◆ **EXERCISE INSTRUCTIONS**: Write the listing out again verbatim, leaving nothing out.
START RECORDS PROVIDED
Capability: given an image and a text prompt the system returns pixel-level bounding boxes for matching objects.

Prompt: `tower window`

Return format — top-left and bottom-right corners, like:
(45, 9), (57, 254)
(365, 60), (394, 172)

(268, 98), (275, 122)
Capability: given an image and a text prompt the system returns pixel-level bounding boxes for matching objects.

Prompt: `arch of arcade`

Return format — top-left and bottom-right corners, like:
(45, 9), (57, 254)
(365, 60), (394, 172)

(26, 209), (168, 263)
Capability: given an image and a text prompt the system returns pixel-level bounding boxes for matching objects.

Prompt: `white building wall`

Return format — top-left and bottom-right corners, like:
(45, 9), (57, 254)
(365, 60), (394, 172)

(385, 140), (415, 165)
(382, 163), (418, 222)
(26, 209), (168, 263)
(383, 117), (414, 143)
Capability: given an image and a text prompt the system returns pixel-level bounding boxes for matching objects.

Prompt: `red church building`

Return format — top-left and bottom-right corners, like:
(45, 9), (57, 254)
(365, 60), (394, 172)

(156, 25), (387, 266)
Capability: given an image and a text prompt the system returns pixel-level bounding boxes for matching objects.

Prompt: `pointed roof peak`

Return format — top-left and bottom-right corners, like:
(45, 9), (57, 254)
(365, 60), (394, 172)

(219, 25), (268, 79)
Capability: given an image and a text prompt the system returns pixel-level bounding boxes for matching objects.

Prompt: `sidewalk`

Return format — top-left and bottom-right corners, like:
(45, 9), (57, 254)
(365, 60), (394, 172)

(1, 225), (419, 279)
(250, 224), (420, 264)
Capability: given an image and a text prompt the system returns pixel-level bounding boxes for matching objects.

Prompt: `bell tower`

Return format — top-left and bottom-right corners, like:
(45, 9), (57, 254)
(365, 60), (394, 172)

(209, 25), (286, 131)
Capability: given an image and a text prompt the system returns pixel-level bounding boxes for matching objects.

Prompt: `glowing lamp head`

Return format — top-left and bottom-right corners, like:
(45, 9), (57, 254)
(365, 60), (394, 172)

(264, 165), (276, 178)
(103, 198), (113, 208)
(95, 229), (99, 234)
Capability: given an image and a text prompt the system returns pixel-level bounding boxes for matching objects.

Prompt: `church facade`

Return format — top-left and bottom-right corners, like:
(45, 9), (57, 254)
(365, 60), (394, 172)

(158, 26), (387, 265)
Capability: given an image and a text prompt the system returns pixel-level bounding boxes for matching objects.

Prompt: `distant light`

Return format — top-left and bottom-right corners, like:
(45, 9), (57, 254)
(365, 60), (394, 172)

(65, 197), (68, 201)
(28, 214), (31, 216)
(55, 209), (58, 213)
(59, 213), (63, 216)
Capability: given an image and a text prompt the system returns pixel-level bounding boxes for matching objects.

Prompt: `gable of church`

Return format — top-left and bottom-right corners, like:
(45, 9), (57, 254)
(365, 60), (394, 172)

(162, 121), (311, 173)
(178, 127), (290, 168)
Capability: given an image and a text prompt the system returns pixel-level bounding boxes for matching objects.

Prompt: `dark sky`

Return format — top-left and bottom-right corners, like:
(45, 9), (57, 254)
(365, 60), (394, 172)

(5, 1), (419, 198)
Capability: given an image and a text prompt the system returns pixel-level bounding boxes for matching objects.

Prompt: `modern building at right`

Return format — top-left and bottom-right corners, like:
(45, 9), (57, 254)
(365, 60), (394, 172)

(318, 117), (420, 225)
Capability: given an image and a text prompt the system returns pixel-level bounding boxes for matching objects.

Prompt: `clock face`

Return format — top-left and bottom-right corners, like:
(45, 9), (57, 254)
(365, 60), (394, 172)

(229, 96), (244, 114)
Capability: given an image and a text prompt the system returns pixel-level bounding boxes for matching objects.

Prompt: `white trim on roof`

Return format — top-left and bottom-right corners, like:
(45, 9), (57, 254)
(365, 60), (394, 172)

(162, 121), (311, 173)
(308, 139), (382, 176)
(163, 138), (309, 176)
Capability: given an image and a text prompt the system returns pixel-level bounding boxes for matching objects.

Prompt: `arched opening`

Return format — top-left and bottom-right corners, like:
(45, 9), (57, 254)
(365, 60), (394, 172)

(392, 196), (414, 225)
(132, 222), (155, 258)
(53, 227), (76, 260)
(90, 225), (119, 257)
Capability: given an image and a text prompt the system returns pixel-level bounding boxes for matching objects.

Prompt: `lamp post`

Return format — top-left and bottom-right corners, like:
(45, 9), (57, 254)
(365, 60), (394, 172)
END RECORDS PROVIDED
◆ **ANSWER TO THIS PROBLEM**:
Capability: given an image and a text prompt the system returns pixel-level bounding boxes for matching objects.

Prompt: `tower window`

Return format — top-left and bottom-right corners, like:
(45, 9), (57, 254)
(365, 60), (394, 172)

(268, 98), (275, 122)
Capability: given an image and a text prompt the system returns pixel-level bounding boxes for matching objects.

Prompt: `arch of arcade`

Return format — top-left and bottom-right corners, like:
(45, 9), (57, 254)
(365, 60), (394, 172)

(26, 209), (168, 263)
Capability: given an image and a text prompt the system returns pixel-level bounding boxes for matching objects.

Prompt: `white building wall`

Return format — top-left and bottom-right corners, like:
(45, 9), (57, 254)
(365, 60), (394, 172)

(385, 140), (415, 165)
(382, 163), (418, 222)
(26, 209), (168, 263)
(383, 117), (414, 143)
Capability: given an image and a text prompt the system returns pixel-level bounding boxes for matching objects.

Prompt: `red church building`

Return format — top-left and bottom-right corners, like:
(45, 9), (57, 254)
(365, 60), (394, 172)

(156, 25), (387, 266)
Capability: given an image and a text prompt the system returns pixel-level bounding boxes for matching objects.

Prompt: `pointed roof peak`

Return format — top-left and bottom-right corners, like:
(45, 9), (57, 254)
(365, 60), (394, 172)

(219, 25), (268, 79)
Capability: given an image and a text prompt the system returns pixel-level bounding boxes for matching objects.

Prompt: `sidewalk`

Return format — top-left and bottom-right corners, like:
(45, 9), (57, 254)
(365, 60), (394, 172)

(1, 225), (419, 279)
(250, 224), (420, 264)
Capability: given an image and a text prompt the system returns pixel-level bounding boxes for matching objects.

Prompt: `bell tower`

Return format — top-left and bottom-right corners, like:
(45, 9), (57, 254)
(365, 60), (394, 172)

(209, 25), (286, 131)
Capability: given an image and a text prompt the system returns pixel-level bounding boxes for matching objects.

Prompt: `glowing lamp head`

Return format — top-left and bottom-right corners, like:
(45, 9), (57, 254)
(365, 60), (394, 172)

(264, 165), (276, 178)
(103, 198), (113, 208)
(95, 229), (99, 234)
Capability: given an image and a text prompt the system returns pixel-level bounding boxes for matching objects.

Prompt: `church facade`

Return format — top-left and bottom-right corners, like:
(45, 9), (57, 254)
(365, 60), (394, 172)

(158, 26), (387, 265)
Capability: given an image and a text prompt the system returns pixel-level bounding boxes for matching objects.

Prompt: `distant light`

Return format — top-left and bottom-right corners, like:
(45, 9), (57, 254)
(365, 60), (394, 172)

(65, 197), (68, 201)
(28, 214), (31, 216)
(55, 209), (58, 213)
(59, 213), (63, 216)
Capability: given an image and a text prompt the system returns pixel-level bounding boxes for matching objects.

Prompt: `gable of church`

Return format — top-left and bottom-right corners, like:
(45, 9), (57, 254)
(365, 60), (394, 172)

(162, 121), (311, 173)
(178, 127), (290, 168)
Capability: given an image and a text prompt the system returns pixel-level bounding boxes for matching objects.

Prompt: `dark sky`

Return format — top-left and bottom-right corners, like:
(45, 9), (57, 254)
(365, 60), (394, 172)

(5, 1), (419, 198)
Capability: given an image and a text prompt the system returns pixel-level bounding boxes for matching objects.

Prompt: `modern building at right`

Return format — top-left and bottom-right corners, like:
(45, 9), (57, 254)
(365, 60), (394, 172)

(318, 117), (420, 225)
Capability: given an image and a text prompt the system returns pixel-level bounding boxes for matching objects.

Prompt: `clock face`

Return format — top-left and bottom-right corners, like:
(45, 9), (57, 254)
(365, 60), (394, 172)

(229, 96), (244, 114)
Capability: given an image and a text prompt the system returns pixel-level bounding boxes for matching objects.

Prompt: `white trim on roof`

Return format — top-left and bottom-right corners, like:
(45, 9), (57, 254)
(365, 60), (394, 172)

(162, 121), (311, 173)
(308, 139), (382, 176)
(163, 138), (309, 176)
Capability: given an image and a text prompt the system returns pixel-level bounding boxes for matching objects.

Prompt: `arched opening`

Return format — top-left and bottom-right corners, like:
(45, 9), (57, 254)
(365, 60), (394, 172)

(392, 196), (414, 225)
(132, 222), (155, 258)
(53, 227), (76, 260)
(90, 225), (119, 257)
Capability: given an image and a text prompt the system returns pixel-level bounding boxes for matching objects.

Prompt: `lamp post`

Return format — top-left and bottom-right corners, like:
(45, 9), (57, 254)
(365, 60), (394, 172)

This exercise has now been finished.